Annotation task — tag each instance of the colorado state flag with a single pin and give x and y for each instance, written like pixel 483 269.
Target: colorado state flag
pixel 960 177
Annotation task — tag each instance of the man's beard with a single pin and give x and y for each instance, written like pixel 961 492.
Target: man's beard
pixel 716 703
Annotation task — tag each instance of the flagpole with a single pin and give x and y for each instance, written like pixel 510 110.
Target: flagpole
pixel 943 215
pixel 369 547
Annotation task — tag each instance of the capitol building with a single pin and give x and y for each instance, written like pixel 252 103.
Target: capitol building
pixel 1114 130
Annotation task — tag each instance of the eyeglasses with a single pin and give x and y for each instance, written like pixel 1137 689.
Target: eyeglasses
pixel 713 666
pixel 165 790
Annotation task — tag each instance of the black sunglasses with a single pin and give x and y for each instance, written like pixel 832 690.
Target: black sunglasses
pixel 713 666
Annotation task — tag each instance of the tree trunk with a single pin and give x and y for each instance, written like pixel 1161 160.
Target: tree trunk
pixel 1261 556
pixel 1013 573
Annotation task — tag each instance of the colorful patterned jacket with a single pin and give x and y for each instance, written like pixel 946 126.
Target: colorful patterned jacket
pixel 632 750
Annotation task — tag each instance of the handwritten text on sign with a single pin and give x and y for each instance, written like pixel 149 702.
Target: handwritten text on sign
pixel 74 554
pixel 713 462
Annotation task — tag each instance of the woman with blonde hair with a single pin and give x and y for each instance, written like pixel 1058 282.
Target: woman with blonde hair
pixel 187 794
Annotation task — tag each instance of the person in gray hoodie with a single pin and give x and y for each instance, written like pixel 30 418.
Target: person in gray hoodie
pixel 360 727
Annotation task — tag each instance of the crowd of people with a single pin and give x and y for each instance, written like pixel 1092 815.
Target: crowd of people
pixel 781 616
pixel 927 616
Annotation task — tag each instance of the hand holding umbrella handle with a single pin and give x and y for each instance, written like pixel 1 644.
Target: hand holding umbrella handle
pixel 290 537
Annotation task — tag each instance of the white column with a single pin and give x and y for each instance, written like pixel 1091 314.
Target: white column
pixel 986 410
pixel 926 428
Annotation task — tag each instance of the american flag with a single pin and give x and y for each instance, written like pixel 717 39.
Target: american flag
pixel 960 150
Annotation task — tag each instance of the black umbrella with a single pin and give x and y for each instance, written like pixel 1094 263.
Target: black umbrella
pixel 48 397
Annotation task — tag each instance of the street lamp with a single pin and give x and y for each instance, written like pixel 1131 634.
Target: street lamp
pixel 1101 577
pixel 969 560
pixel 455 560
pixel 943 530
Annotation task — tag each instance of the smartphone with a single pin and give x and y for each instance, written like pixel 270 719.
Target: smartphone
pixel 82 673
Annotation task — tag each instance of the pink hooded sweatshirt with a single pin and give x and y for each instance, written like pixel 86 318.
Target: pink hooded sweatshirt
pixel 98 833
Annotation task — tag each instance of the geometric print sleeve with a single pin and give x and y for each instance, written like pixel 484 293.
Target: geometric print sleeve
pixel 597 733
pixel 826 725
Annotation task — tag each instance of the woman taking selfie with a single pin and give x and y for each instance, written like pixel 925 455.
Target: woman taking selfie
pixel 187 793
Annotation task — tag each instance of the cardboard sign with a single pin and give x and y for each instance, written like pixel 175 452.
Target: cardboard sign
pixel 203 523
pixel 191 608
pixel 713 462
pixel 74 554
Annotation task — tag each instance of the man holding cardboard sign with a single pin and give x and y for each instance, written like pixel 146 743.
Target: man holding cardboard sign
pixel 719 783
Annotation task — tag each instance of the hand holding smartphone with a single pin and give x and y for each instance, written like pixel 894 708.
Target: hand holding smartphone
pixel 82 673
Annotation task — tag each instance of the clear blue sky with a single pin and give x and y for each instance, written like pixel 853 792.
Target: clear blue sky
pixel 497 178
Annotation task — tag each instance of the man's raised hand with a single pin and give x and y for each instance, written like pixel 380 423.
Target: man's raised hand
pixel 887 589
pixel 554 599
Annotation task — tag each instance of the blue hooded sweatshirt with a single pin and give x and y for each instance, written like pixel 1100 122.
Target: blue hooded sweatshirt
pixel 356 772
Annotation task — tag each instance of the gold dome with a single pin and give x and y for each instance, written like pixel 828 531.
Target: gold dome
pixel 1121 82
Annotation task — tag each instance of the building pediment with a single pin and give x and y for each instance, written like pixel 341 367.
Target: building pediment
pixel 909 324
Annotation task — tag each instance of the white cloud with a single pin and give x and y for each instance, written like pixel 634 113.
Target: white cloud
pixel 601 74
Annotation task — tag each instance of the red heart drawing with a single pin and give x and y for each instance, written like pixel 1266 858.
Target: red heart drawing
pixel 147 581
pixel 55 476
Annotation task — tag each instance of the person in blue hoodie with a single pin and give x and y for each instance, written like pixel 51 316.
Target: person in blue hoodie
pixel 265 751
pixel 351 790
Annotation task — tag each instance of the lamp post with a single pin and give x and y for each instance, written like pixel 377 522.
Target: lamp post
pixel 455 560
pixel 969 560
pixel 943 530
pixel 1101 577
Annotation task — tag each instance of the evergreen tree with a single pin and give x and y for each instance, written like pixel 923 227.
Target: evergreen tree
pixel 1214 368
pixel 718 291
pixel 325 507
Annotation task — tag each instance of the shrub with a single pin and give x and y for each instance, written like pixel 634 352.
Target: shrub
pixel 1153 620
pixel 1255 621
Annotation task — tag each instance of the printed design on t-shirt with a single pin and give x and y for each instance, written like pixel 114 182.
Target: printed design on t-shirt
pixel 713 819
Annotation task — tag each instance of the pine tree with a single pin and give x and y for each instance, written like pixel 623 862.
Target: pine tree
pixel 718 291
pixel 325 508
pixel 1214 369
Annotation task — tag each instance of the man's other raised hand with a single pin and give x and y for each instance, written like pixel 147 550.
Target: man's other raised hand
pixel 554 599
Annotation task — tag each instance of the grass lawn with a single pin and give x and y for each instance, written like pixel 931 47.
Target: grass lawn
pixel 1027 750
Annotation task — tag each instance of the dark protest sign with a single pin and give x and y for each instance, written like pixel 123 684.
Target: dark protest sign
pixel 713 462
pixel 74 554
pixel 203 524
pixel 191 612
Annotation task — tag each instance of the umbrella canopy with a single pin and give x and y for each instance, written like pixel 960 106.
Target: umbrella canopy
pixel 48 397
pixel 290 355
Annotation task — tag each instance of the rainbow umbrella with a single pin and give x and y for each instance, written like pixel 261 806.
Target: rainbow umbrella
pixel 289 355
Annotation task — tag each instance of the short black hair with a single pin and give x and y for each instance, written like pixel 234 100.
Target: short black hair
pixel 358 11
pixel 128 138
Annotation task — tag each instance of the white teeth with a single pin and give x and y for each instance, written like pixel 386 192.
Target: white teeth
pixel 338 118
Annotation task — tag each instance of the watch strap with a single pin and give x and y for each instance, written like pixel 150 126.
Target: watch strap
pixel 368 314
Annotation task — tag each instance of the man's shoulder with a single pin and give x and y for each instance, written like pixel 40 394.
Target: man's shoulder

+--

**SHORT PROBLEM**
Convert every line of the items above into a JSON list of strings, with one string per line and blank lines left out.

**ANSWER TO THIS PROBLEM**
[
  "Annotation task — tag each instance of the colorado state flag with a single pin and give x and y for each instance, written like pixel 483 269.",
  "Target: colorado state flag",
  "pixel 960 177",
  "Annotation task — tag each instance of the man's beard with a single pin and give x and y for each instance, written like pixel 961 492.",
  "Target: man's beard",
  "pixel 716 703",
  "Annotation task — tag each instance of the flagpole with a single pin and give x and y for each instance, written like pixel 510 110.",
  "Target: flagpole",
  "pixel 943 215",
  "pixel 369 547",
  "Annotation task — tag each instance of the capitol building with a single pin and give x and y for each instance, written like pixel 252 103.",
  "Target: capitol building",
  "pixel 1114 130",
  "Annotation task — tag each instance of the eyeglasses with a single pin and give x and y for each instance, written like pixel 1137 689.",
  "Target: eyeglasses",
  "pixel 713 666",
  "pixel 165 790",
  "Annotation task — tag each instance of the black sunglasses with a single pin and give x and y for each instance, written like pixel 832 690.",
  "Target: black sunglasses",
  "pixel 713 666",
  "Annotation task — tag each instance of the tree trunk with a single pin and give x and y for each instance, written like pixel 1161 160.",
  "Target: tree trunk",
  "pixel 1261 556",
  "pixel 1013 573",
  "Annotation task — tag each instance of the colorful patterned jacket with a single pin and give x and y for each instance, written like pixel 946 126.",
  "Target: colorful patterned jacket",
  "pixel 632 750",
  "Annotation task — tag each instance of the handwritten text on sign with a single pin and give x and y for each instance, written like pixel 149 702.",
  "Target: handwritten text on sign",
  "pixel 74 554",
  "pixel 713 462",
  "Annotation task — tag each instance of the woman with blonde hair with a single pin and give x and y for each instance, written like pixel 1058 282.",
  "Target: woman with blonde hair",
  "pixel 187 794",
  "Annotation task — tag each instance of the person in gray hoodie with a single pin and give x and y for each instance, written like pixel 30 418.",
  "Target: person in gray hoodie",
  "pixel 360 727",
  "Annotation task — tag each instance of the crowd of people with a single pin and give x and y for each instance, written like pixel 1092 815.",
  "Target: crowd of people",
  "pixel 781 616",
  "pixel 927 616",
  "Annotation task — tag each instance of the hand holding umbrella handle with a single pin and give x and y for each instance, written like pixel 1 644.",
  "Target: hand holding umbrella handle",
  "pixel 290 537",
  "Annotation task — tag each instance of the white column with a single pin and give x and y for each instance, written like pixel 1091 314.",
  "Target: white column",
  "pixel 986 410",
  "pixel 926 428",
  "Annotation task — tag each instance of the american flag with a single pin and give x and y for each instance, written like pixel 717 39.",
  "Target: american flag",
  "pixel 960 150",
  "Annotation task — tag each instance of the black umbrella with a single pin and give x and y for each instance, written like pixel 1094 263.",
  "Target: black umbrella",
  "pixel 48 397",
  "Annotation task — tag each instance of the street lamp with a single pin and give x and y for each instance, written like pixel 1131 634.",
  "Target: street lamp",
  "pixel 1101 577",
  "pixel 969 560",
  "pixel 455 560",
  "pixel 943 530",
  "Annotation task — tag each instance of the smartphone with a single pin and give x and y for each instance, written like pixel 270 719.",
  "Target: smartphone",
  "pixel 82 673",
  "Annotation task — tag each instance of the pink hooded sweatshirt with a single pin and give x and y for each instance, written like pixel 86 318.",
  "Target: pink hooded sweatshirt",
  "pixel 98 833",
  "Annotation task — tag each instance of the geometric print sleeve with a single pin and give x and y for each instance, written like pixel 484 293.",
  "Target: geometric print sleeve",
  "pixel 597 733",
  "pixel 826 725",
  "Annotation task — tag each instance of the woman taking selfie with a single pin and give x and y for each instance, written like pixel 925 455.",
  "Target: woman taking selfie",
  "pixel 187 793",
  "Annotation task — tag each instance of the cardboard sign with a single pin and give x and y for each instance, written like pixel 175 452.",
  "Target: cardboard sign",
  "pixel 203 523",
  "pixel 191 608",
  "pixel 713 462",
  "pixel 74 554",
  "Annotation task — tag each instance of the man holding cardboard sign with a single pin and give x and y for each instance, written like pixel 146 743.",
  "Target: man holding cardboard sign",
  "pixel 719 783",
  "Annotation task — tag each instance of the hand holding smartphone with a single pin and give x and y for each instance, written like pixel 894 708.",
  "Target: hand holding smartphone",
  "pixel 82 673",
  "Annotation task — tag each instance of the clear blue sky with a single pin and give x and y for each instance, written like pixel 853 792.",
  "Target: clear blue sky",
  "pixel 497 178",
  "Annotation task — tag each instance of the man's raised hand with a single pin and give x and y for each instance, written like pixel 380 423.",
  "Target: man's raised hand",
  "pixel 887 589",
  "pixel 554 599",
  "Annotation task — tag each instance of the blue hooded sweatshirt with a single pin and give x and y for each instance, written like pixel 1100 122.",
  "Target: blue hooded sweatshirt",
  "pixel 356 772",
  "Annotation task — tag each instance of the gold dome with a single pin and give x and y for each instance, written like pixel 828 531.",
  "Target: gold dome",
  "pixel 1121 82",
  "Annotation task — tag each instance of the building pediment with a single pin and give x and y for each instance, written like pixel 341 367.",
  "Target: building pediment",
  "pixel 909 324",
  "Annotation task — tag each instance of the white cloud with a single pin and give x and y for each instance, written like pixel 634 113.",
  "Target: white cloud",
  "pixel 601 74",
  "Annotation task — tag each instance of the red heart drawing with a single pin and give x and y for each instance, written like pixel 1266 858.",
  "Target: red heart drawing",
  "pixel 147 581",
  "pixel 55 476",
  "Annotation task — tag each instance of the person in blue hoodie with a single pin and give x and y for each instance, written like pixel 51 316.",
  "Target: person in blue hoodie",
  "pixel 265 751",
  "pixel 351 790",
  "Annotation task — tag each instance of the lamp post with a single pin and give x and y for each instance, written like pixel 377 522.",
  "Target: lamp post",
  "pixel 455 560",
  "pixel 969 560",
  "pixel 943 530",
  "pixel 1101 577",
  "Annotation task — tag each instance of the evergreen tree with a single pin and give x and y for each instance, written like pixel 923 227.",
  "Target: evergreen tree",
  "pixel 1214 368",
  "pixel 718 291",
  "pixel 325 507",
  "Annotation task — tag each instance of the shrub with a single pin and give x and y for each instance, written like pixel 634 352.",
  "Target: shrub",
  "pixel 1153 620",
  "pixel 1255 621",
  "Annotation task — tag each instance of the printed design on t-shirt with a single pin and give x and y for each instance, written like pixel 114 182.",
  "Target: printed design on t-shirt",
  "pixel 713 819",
  "Annotation task — tag each instance of the pine tree with a single pin and give x and y for each instance, written like pixel 623 862.",
  "Target: pine tree",
  "pixel 718 291",
  "pixel 325 508",
  "pixel 1214 369",
  "Annotation task — tag each instance of the man's other raised hand with a single pin and give x and y for each instance, written like pixel 147 550.",
  "Target: man's other raised hand",
  "pixel 554 599",
  "Annotation task — tag each instance of the grass lawn with a single pin and give x and y for each instance, written like pixel 931 47.",
  "Target: grass lawn",
  "pixel 1027 750",
  "Annotation task — tag each instance of the dark protest sign with a single pin and give x and y for each instance, written like pixel 123 684.",
  "Target: dark protest sign",
  "pixel 713 462",
  "pixel 74 554",
  "pixel 203 524",
  "pixel 191 612",
  "Annotation task — tag each instance of the umbrella canopy with a single pin and give x and y for each instance, written like pixel 960 106.",
  "Target: umbrella canopy",
  "pixel 48 397",
  "pixel 290 355",
  "Annotation task — tag each instance of the rainbow umbrella with a single pin and give x and y for each instance, written like pixel 261 806.",
  "Target: rainbow umbrella",
  "pixel 289 355",
  "Annotation task — tag each instance of the short black hair with a single pin and give x and y for each instance, written like pixel 234 100.",
  "Target: short black hair",
  "pixel 358 11",
  "pixel 128 138",
  "Annotation task — tag each instance of the white teeth with a single pin and give x and y for each instance, written like pixel 386 192.",
  "Target: white teeth",
  "pixel 338 118",
  "Annotation task — tag each instance of the watch strap with a single pin and give x and y for each instance, written like pixel 150 126.",
  "Target: watch strap",
  "pixel 368 314",
  "Annotation task — tag each instance of the man's shoulder with a single pin and give x and y for each instance, written like pixel 40 394.",
  "Target: man's shoulder"
]